__Task instructions__.
Recast the lines, from the first one through the one containing "x=593, y=184" (both included), as a Markdown table with the columns Row and Line, numbering each row and omitting any blank lines.

__Source material__.
== == ==
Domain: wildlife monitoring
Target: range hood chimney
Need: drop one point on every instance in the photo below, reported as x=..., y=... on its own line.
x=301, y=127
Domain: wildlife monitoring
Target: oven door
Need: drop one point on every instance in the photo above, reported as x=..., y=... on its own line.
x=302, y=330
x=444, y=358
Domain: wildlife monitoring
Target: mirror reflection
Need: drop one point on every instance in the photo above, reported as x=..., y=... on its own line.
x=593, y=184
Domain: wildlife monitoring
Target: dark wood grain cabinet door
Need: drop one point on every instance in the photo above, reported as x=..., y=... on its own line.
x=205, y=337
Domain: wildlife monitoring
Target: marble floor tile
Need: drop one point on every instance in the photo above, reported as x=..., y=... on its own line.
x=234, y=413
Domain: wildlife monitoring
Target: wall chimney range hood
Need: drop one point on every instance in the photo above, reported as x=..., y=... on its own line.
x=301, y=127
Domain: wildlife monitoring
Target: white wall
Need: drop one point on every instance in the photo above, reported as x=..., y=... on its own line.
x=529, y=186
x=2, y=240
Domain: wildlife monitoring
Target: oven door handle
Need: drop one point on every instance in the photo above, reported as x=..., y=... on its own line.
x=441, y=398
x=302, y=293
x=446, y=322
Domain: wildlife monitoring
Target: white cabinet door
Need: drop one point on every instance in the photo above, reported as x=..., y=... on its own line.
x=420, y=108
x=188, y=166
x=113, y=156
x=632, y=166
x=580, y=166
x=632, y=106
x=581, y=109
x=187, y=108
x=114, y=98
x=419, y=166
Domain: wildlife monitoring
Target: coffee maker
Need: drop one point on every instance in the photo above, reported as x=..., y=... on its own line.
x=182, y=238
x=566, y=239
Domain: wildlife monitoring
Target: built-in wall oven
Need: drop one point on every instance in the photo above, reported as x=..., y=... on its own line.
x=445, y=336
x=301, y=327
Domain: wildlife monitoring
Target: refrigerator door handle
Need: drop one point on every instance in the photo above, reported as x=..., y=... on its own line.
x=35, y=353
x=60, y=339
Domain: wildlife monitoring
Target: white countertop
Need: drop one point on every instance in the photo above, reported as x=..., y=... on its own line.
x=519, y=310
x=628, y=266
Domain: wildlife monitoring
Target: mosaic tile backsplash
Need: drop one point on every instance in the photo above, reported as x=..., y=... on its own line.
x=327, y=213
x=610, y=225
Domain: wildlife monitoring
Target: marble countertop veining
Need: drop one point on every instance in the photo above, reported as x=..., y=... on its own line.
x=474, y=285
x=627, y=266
== == ==
__Solution for this exercise__.
| Row | Line |
|---|---|
| 1 | Domain: wildlife monitoring |
| 2 | Target: range hood chimney |
| 3 | Need: drop one point on every instance in the photo below, reported as x=..., y=... on its own line. |
| 4 | x=301, y=127 |
| 5 | Domain: wildlife monitoring |
| 6 | Target: oven door |
| 7 | Need: drop one point on every instance in the photo above, reported as x=..., y=... on its own line. |
| 8 | x=302, y=330 |
| 9 | x=444, y=358 |
| 10 | Domain: wildlife monitoring |
| 11 | Target: mirror reflection |
| 12 | Need: drop one point on every instance in the photo above, reported as x=..., y=... on its own line. |
| 13 | x=593, y=184 |